Point-per-instance localization data:
+===+
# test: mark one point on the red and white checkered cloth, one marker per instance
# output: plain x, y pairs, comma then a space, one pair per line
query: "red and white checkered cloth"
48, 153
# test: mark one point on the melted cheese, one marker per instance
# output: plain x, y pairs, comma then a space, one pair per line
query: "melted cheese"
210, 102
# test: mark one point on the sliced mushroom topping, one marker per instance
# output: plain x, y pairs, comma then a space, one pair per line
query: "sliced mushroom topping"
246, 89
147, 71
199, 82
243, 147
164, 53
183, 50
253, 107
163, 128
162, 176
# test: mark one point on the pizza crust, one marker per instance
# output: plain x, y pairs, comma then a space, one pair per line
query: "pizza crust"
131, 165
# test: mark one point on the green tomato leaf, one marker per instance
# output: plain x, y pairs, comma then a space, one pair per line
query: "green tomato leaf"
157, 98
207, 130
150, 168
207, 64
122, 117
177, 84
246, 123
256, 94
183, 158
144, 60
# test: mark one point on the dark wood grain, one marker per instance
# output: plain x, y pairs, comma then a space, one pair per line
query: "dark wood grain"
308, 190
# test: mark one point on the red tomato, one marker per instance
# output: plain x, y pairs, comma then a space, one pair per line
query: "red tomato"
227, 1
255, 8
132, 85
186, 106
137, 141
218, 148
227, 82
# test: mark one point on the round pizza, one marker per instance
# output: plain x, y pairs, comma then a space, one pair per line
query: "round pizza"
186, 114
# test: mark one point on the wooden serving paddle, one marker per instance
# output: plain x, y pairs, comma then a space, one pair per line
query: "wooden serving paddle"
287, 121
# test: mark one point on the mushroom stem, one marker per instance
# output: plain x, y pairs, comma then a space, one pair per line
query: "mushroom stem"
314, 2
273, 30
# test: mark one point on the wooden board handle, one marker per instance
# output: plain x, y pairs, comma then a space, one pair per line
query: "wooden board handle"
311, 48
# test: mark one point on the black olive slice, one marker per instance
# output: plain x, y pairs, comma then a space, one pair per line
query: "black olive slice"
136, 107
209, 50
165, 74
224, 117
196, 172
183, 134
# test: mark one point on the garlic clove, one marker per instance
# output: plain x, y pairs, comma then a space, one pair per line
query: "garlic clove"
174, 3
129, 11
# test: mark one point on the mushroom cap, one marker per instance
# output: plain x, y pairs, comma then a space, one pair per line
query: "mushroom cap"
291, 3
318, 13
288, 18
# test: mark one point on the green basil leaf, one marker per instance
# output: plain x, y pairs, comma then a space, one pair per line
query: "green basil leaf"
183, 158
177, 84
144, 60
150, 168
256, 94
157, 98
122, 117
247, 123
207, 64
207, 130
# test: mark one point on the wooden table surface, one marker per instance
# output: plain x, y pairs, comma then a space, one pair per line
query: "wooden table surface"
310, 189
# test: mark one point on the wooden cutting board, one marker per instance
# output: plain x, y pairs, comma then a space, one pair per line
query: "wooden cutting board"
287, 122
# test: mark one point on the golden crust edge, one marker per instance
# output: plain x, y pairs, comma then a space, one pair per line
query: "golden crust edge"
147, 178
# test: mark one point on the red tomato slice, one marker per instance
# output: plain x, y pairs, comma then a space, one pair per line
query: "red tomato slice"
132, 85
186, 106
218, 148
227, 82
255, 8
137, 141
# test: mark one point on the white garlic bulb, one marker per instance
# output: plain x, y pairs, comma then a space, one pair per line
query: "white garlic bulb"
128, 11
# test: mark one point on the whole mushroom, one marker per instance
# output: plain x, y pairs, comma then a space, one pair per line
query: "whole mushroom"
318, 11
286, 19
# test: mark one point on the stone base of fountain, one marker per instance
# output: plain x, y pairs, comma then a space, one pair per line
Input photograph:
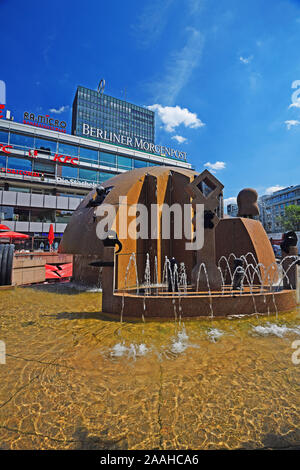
+===+
What is needed is an exact output of the records above, with every picture left out.

PROBLEM SOLUTION:
# test: mark one point on the red and white checkered cloth, one marker per instance
# output: plain x, y pairs, comma then a space, one pair per line
query: "red and white checkered cloth"
48, 153
# test: mark one point on the melted cheese, one marker per instance
# output: plain x, y pairs, comma then a space, one pair per line
query: "melted cheese"
210, 102
# test: mark one point on the sliced mushroom topping, one marker per instance
# output: plain x, y pairs, comma then a space, one pair per line
query: "sliced mushroom topping"
246, 89
147, 71
199, 82
243, 147
164, 53
183, 50
253, 107
163, 128
162, 176
# test: mark one point on the pizza crust, one marker per instance
# output: plain x, y pairs, comma then a space, one pair per line
query: "pizza crust"
131, 165
# test: mark one point on the green tomato leaf, one marker per instance
# output: plain x, y pairs, comma then a space, one pair per line
query: "green tomato leaf"
157, 98
207, 130
150, 168
207, 64
122, 117
177, 84
246, 123
256, 94
183, 158
144, 60
# test: mark one point on the dark wood grain, one marker per instance
# output: plain x, y pairs, comma then a space, one pair per line
query: "dark wood grain"
308, 190
# test: mark one point on the red tomato, one marker per instance
# output: plain x, y pairs, comma then a space, one pair per line
query: "red tomato"
227, 1
255, 8
132, 85
186, 106
137, 141
218, 148
227, 82
# test: mark one point on the round pizza, one marker per instance
# output: plain x, y pairs, comma then a space, one pair per line
query: "round pizza"
186, 114
# test: mark one point on the wooden serving paddle, one marker per instance
# output: plain x, y pairs, comma then a space, one pair per line
query: "wooden serving paddle"
287, 121
# test: mark one point on the mushroom stem, one marker per instance
# output: plain x, y pairs, comma then a space, one pair per line
query: "mushroom stem"
314, 2
273, 30
# test: mark one point on the wooden board handle, one marker per instance
# output: plain x, y pairs, comma then a space, one pair per line
query: "wooden board handle"
311, 48
# test: mark one point on the black olive slice, one marker per instance
# output: plain x, y pairs, comma then a space, one pair per line
query: "black olive slice"
136, 107
209, 50
165, 74
224, 117
196, 172
183, 134
# test: mark one point on the garlic clove, one marker per instance
# output: plain x, y pairs, comma then a space, one pair per line
query: "garlic clove"
174, 3
129, 11
# test: mark one point on the mushroom cap, one marker per instance
# output: plain x, y pairs, comma then a space, one pair per line
query: "mushroom cap"
291, 3
318, 13
288, 18
# test: mark one point on the green basil leaf, one marker per instance
# output: plain x, y pairs, comma then a space, one pair per line
query: "green basil leaf"
183, 158
177, 84
144, 60
150, 168
256, 94
157, 98
122, 117
247, 123
207, 64
207, 130
# test: mark one point on the wooden table surface, one marker per instance
# output: plain x, y pairs, comma then a space, one pair per line
query: "wooden table surface"
310, 189
# test: mark one point on the wooden cutting board, one marker per instance
# output: plain x, y pairs, comma then a space, one pair per line
query: "wooden cutting board"
287, 122
# test: mark one point on the golden crust edge, one marker per instance
# output: plain x, y pairs, comma then a space, one pair per line
query: "golden crust edge"
147, 178
# test: mark one point on the red tomato slice, one marker per instance
# output: plain x, y pairs, comma then a space, one pair per line
query: "red tomato slice"
132, 85
186, 106
218, 148
227, 82
255, 8
137, 141
# test: mark one point on the white garlic bulb, one marker per instance
# output: plain x, y pairs, comma then a space, one pair per line
query: "white garlic bulb"
128, 11
# test: mark one point on the whole mushroom, one marker per instance
# output: plain x, y pairs, comma then a space, one pair per line
query: "whole mushroom"
318, 11
286, 19
# test: mark one point on the stone base of fountain, one marker per instance
# output: plain x, y pairs, comma then a space, one pair per line
Input photograph:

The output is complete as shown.